INSTRUCTION
Reproduce exactly the lines from the one containing "the worker's dark" through the last line of the records below, both included, and nothing else.

DATA SHOWN
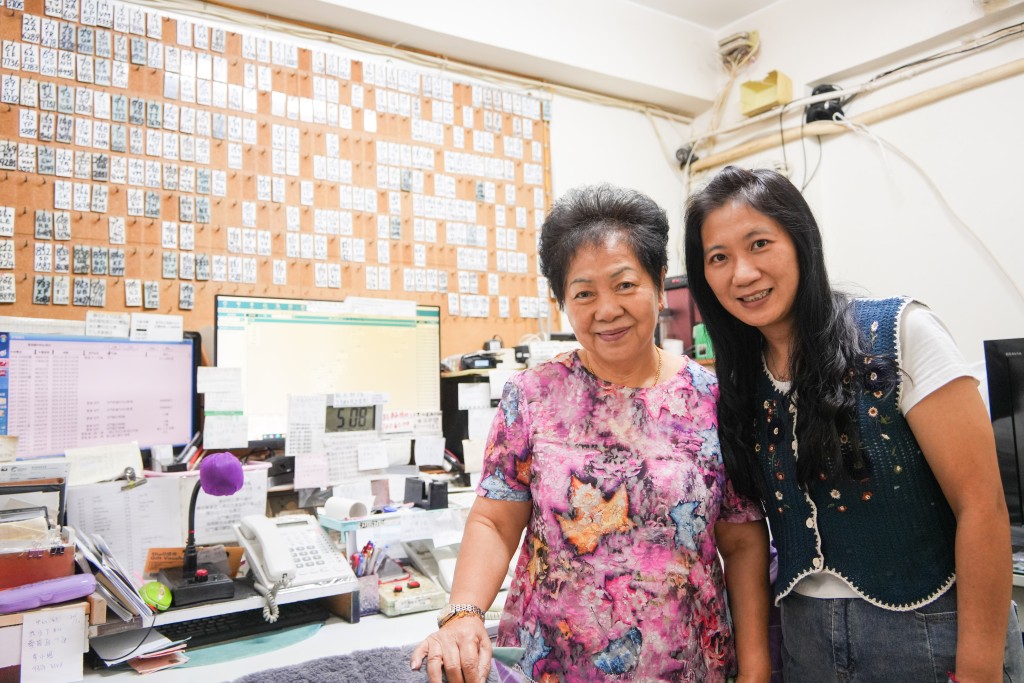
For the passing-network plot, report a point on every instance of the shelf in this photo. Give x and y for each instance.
(249, 599)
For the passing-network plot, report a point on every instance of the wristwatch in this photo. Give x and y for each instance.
(450, 612)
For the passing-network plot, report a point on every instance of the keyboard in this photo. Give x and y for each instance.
(221, 628)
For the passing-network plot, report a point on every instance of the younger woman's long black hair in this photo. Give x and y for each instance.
(826, 347)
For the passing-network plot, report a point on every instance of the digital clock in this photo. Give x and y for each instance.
(351, 419)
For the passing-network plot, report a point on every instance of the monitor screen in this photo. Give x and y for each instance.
(303, 346)
(58, 392)
(1005, 371)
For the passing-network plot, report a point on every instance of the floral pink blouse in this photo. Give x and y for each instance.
(619, 577)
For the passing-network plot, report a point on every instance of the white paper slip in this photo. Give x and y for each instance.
(98, 324)
(373, 456)
(473, 394)
(225, 431)
(154, 327)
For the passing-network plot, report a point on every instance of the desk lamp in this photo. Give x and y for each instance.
(219, 474)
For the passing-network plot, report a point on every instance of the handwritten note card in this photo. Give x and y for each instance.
(52, 642)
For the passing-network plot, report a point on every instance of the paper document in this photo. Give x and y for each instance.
(101, 463)
(119, 647)
(131, 521)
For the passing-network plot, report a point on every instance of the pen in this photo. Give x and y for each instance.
(380, 560)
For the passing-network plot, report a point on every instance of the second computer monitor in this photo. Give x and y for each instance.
(305, 346)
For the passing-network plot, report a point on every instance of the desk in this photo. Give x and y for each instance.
(337, 637)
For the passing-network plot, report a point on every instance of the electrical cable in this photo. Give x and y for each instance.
(892, 76)
(883, 143)
(996, 36)
(145, 636)
(781, 137)
(807, 180)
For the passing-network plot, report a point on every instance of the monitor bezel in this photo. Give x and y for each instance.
(278, 443)
(196, 413)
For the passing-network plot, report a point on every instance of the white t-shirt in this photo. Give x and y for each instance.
(929, 360)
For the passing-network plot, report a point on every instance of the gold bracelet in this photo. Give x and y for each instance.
(450, 612)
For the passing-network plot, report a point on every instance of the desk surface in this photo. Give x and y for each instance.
(337, 637)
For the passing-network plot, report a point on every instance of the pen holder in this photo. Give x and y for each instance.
(370, 597)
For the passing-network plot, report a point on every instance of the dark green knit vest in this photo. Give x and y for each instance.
(890, 534)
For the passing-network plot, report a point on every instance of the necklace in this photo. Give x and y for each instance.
(657, 373)
(776, 373)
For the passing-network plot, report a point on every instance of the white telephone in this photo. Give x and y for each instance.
(290, 550)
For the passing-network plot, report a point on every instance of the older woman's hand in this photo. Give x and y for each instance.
(461, 648)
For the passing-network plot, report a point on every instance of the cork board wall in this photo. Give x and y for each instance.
(148, 162)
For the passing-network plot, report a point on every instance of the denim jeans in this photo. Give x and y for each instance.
(852, 641)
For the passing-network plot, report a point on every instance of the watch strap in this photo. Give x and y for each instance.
(457, 610)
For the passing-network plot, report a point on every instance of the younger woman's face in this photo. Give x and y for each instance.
(751, 265)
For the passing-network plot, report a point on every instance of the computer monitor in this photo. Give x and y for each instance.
(59, 392)
(1005, 368)
(306, 346)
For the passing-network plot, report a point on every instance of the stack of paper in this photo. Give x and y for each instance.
(112, 581)
(125, 646)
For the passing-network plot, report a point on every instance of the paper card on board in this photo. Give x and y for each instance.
(154, 327)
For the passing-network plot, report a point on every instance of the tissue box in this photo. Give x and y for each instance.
(27, 565)
(758, 96)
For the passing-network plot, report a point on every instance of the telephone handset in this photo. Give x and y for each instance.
(290, 550)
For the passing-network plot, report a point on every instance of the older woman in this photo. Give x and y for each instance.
(609, 458)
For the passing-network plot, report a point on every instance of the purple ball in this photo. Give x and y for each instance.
(220, 474)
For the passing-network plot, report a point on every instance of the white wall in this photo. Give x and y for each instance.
(886, 230)
(593, 143)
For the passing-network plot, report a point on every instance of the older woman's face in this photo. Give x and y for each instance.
(612, 304)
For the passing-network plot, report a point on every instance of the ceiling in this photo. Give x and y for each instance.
(712, 14)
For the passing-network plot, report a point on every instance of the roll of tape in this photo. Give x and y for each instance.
(344, 508)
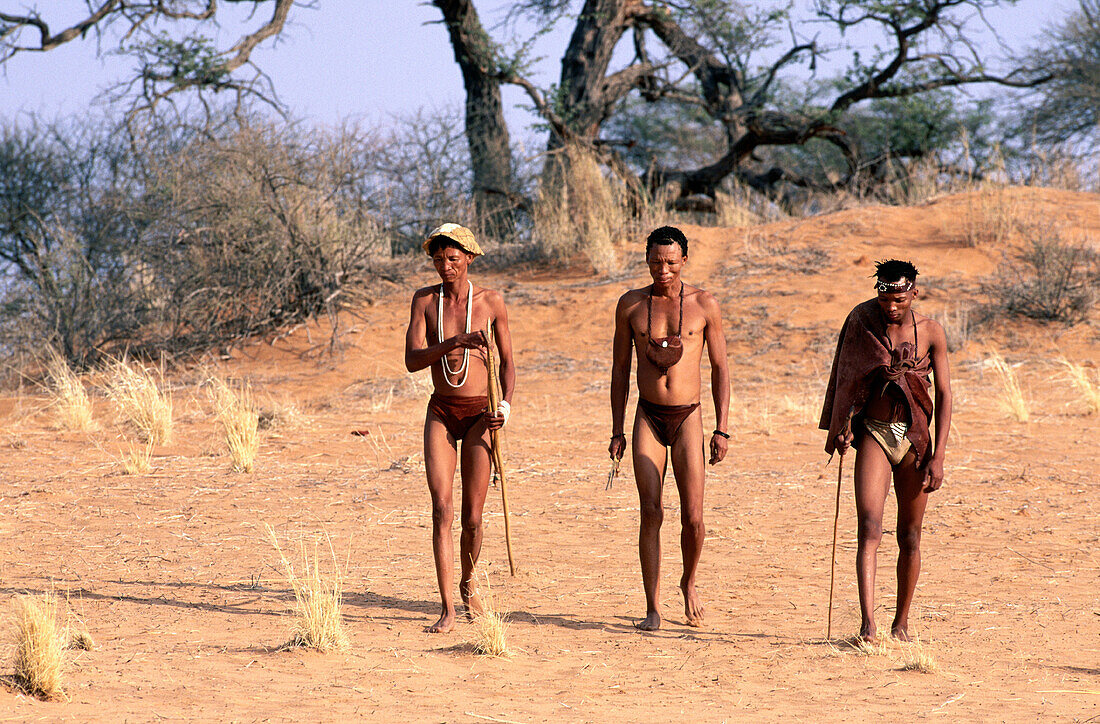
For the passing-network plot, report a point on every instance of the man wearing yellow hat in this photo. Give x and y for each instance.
(446, 333)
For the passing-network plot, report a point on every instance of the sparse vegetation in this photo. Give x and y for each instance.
(1010, 395)
(40, 646)
(1051, 278)
(68, 396)
(1088, 387)
(491, 628)
(235, 410)
(318, 621)
(140, 401)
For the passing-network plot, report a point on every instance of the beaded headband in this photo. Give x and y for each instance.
(894, 287)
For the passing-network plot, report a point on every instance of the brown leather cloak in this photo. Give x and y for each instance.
(865, 362)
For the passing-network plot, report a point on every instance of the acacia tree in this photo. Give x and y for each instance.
(1068, 108)
(704, 54)
(168, 64)
(486, 130)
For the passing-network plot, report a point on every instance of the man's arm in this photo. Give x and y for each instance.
(418, 353)
(941, 371)
(620, 375)
(719, 375)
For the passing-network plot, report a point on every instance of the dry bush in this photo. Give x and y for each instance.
(1010, 394)
(40, 646)
(318, 621)
(68, 396)
(140, 401)
(235, 409)
(1052, 278)
(580, 212)
(1087, 387)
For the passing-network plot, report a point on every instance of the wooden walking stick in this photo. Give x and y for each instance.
(494, 403)
(832, 570)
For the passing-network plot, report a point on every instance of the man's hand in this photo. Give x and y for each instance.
(470, 340)
(617, 447)
(935, 478)
(718, 447)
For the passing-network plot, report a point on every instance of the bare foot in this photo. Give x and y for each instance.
(652, 622)
(444, 624)
(693, 607)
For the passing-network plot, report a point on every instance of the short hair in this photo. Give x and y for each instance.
(667, 236)
(891, 270)
(440, 242)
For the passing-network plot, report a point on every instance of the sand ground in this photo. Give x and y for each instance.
(171, 573)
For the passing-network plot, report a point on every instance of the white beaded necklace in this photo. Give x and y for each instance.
(464, 369)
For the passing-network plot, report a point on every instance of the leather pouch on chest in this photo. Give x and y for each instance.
(664, 352)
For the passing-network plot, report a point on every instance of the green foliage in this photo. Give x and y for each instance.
(185, 62)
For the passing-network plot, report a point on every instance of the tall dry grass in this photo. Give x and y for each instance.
(318, 596)
(1010, 395)
(40, 646)
(235, 410)
(68, 396)
(490, 633)
(141, 401)
(581, 214)
(1088, 388)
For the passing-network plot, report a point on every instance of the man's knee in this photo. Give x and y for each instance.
(870, 528)
(692, 522)
(909, 539)
(442, 513)
(471, 522)
(652, 513)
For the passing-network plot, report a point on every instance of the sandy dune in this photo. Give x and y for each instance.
(172, 576)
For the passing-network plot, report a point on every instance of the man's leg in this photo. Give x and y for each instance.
(872, 483)
(689, 467)
(475, 473)
(912, 501)
(439, 459)
(649, 461)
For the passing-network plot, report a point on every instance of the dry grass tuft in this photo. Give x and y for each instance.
(581, 211)
(140, 401)
(915, 657)
(67, 393)
(240, 423)
(1011, 395)
(878, 647)
(1087, 387)
(491, 628)
(136, 459)
(81, 639)
(40, 647)
(318, 598)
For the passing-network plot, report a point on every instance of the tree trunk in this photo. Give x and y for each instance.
(486, 131)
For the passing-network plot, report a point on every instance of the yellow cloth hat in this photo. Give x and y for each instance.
(462, 236)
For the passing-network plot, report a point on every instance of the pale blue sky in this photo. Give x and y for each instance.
(367, 58)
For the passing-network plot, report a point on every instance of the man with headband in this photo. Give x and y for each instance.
(668, 324)
(878, 402)
(446, 333)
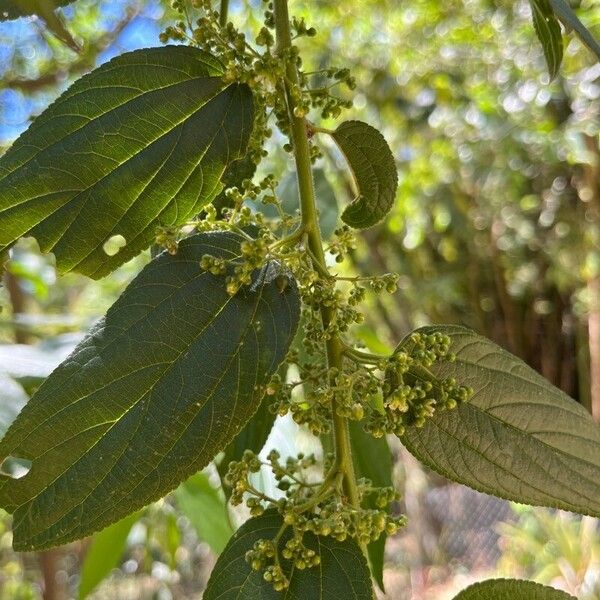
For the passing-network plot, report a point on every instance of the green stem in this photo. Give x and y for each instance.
(223, 13)
(308, 209)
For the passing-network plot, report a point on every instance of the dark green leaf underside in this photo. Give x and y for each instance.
(511, 589)
(518, 437)
(548, 31)
(159, 386)
(342, 575)
(372, 164)
(142, 141)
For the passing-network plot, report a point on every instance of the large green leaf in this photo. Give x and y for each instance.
(373, 460)
(342, 575)
(548, 31)
(518, 437)
(565, 13)
(104, 554)
(142, 141)
(159, 386)
(206, 510)
(511, 589)
(372, 164)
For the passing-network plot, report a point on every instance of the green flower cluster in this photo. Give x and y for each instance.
(412, 393)
(317, 508)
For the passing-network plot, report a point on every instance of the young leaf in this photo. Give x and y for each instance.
(206, 510)
(234, 175)
(548, 31)
(565, 13)
(104, 554)
(373, 460)
(511, 589)
(518, 437)
(158, 387)
(374, 169)
(342, 574)
(141, 141)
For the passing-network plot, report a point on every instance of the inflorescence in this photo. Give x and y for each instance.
(386, 394)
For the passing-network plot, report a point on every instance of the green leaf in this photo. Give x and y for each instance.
(159, 386)
(12, 399)
(152, 131)
(518, 437)
(373, 460)
(252, 437)
(13, 9)
(206, 510)
(548, 31)
(343, 573)
(511, 589)
(374, 169)
(565, 13)
(104, 554)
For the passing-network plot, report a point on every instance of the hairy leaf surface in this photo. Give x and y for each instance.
(548, 31)
(142, 141)
(374, 169)
(342, 575)
(159, 386)
(511, 589)
(206, 510)
(518, 437)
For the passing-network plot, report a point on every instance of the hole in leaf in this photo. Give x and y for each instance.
(113, 244)
(15, 467)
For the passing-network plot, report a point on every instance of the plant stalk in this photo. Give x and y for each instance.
(308, 209)
(223, 10)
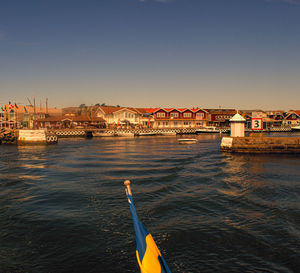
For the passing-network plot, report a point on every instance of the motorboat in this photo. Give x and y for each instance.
(125, 134)
(168, 133)
(208, 129)
(103, 133)
(187, 140)
(296, 128)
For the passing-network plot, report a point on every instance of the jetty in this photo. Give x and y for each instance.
(256, 143)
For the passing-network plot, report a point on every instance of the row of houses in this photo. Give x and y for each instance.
(129, 117)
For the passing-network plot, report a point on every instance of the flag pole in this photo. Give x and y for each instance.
(127, 189)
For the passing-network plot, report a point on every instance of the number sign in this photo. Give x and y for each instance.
(256, 124)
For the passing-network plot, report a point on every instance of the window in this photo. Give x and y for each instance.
(187, 115)
(160, 115)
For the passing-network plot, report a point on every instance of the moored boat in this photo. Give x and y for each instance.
(296, 128)
(187, 140)
(208, 129)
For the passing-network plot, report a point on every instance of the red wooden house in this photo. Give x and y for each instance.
(179, 117)
(292, 117)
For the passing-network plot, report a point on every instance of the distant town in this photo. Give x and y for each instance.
(101, 116)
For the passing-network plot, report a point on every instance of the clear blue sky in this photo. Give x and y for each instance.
(178, 53)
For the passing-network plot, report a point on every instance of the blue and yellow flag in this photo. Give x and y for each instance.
(148, 255)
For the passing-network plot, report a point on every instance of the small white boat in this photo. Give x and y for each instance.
(296, 128)
(187, 140)
(208, 129)
(168, 133)
(125, 134)
(146, 134)
(103, 134)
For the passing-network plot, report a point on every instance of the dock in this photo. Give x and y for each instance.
(259, 144)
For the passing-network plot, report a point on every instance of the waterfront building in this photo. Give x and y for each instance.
(125, 117)
(292, 117)
(20, 116)
(220, 117)
(179, 117)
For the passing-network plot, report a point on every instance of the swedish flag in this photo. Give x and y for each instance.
(148, 255)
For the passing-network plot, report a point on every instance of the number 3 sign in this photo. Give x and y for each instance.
(256, 124)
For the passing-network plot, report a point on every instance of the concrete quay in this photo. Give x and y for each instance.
(258, 144)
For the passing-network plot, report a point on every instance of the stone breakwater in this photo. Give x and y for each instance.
(261, 144)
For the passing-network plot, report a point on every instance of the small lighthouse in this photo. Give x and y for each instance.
(237, 126)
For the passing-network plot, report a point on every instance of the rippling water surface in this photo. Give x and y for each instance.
(63, 208)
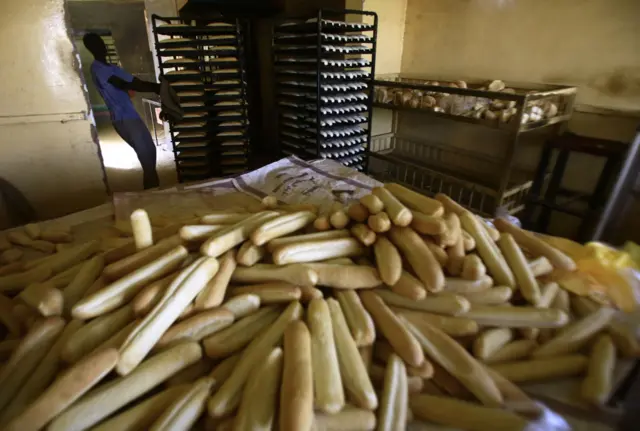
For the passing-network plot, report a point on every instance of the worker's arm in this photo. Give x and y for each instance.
(135, 85)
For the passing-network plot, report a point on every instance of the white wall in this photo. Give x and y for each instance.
(46, 145)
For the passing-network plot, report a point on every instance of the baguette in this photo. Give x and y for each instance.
(398, 213)
(450, 304)
(416, 201)
(372, 203)
(317, 236)
(108, 398)
(214, 292)
(65, 391)
(270, 293)
(249, 254)
(312, 251)
(242, 305)
(488, 251)
(465, 415)
(148, 332)
(122, 290)
(365, 235)
(358, 319)
(536, 246)
(258, 405)
(393, 330)
(44, 298)
(517, 317)
(490, 341)
(327, 382)
(358, 212)
(456, 361)
(597, 385)
(196, 327)
(186, 408)
(345, 276)
(226, 239)
(227, 398)
(355, 378)
(573, 337)
(281, 226)
(542, 369)
(420, 258)
(141, 227)
(388, 260)
(296, 392)
(297, 274)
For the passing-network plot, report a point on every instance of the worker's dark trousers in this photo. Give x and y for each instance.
(135, 133)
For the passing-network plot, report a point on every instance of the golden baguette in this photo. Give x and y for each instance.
(316, 236)
(517, 317)
(388, 260)
(296, 392)
(540, 266)
(542, 369)
(419, 256)
(598, 383)
(110, 397)
(488, 251)
(258, 405)
(512, 351)
(372, 203)
(358, 319)
(143, 414)
(355, 378)
(238, 335)
(398, 213)
(242, 305)
(327, 382)
(141, 228)
(457, 361)
(464, 415)
(453, 326)
(358, 212)
(536, 246)
(44, 298)
(490, 341)
(416, 201)
(121, 291)
(197, 327)
(249, 254)
(575, 335)
(405, 345)
(214, 292)
(186, 408)
(450, 304)
(281, 226)
(153, 325)
(94, 333)
(227, 398)
(65, 391)
(297, 274)
(26, 357)
(390, 391)
(226, 239)
(312, 251)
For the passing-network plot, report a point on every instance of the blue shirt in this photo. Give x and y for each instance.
(118, 101)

FINISHED ANSWER
For the passing-network plot, report a point on every instance of the worker's dark trousers in this photo. Give x and y for each instance.
(135, 133)
For the passing-network plot, report a point on every instance of the golden baguette in this photo. Give x and y for each instance.
(316, 236)
(517, 317)
(388, 260)
(296, 392)
(540, 266)
(542, 369)
(419, 256)
(598, 383)
(110, 397)
(488, 251)
(258, 405)
(512, 351)
(372, 203)
(358, 319)
(143, 414)
(355, 378)
(238, 335)
(398, 213)
(242, 305)
(327, 382)
(141, 228)
(457, 361)
(464, 415)
(453, 326)
(358, 212)
(536, 246)
(44, 298)
(490, 341)
(416, 201)
(121, 291)
(197, 327)
(249, 254)
(575, 335)
(405, 345)
(214, 292)
(186, 408)
(450, 304)
(281, 226)
(153, 325)
(94, 333)
(227, 398)
(65, 391)
(297, 274)
(26, 357)
(390, 391)
(226, 239)
(312, 251)
For the passing-network plot, report a point on every instance of the blue shirt in this photo. Give x and y for each instance.
(118, 101)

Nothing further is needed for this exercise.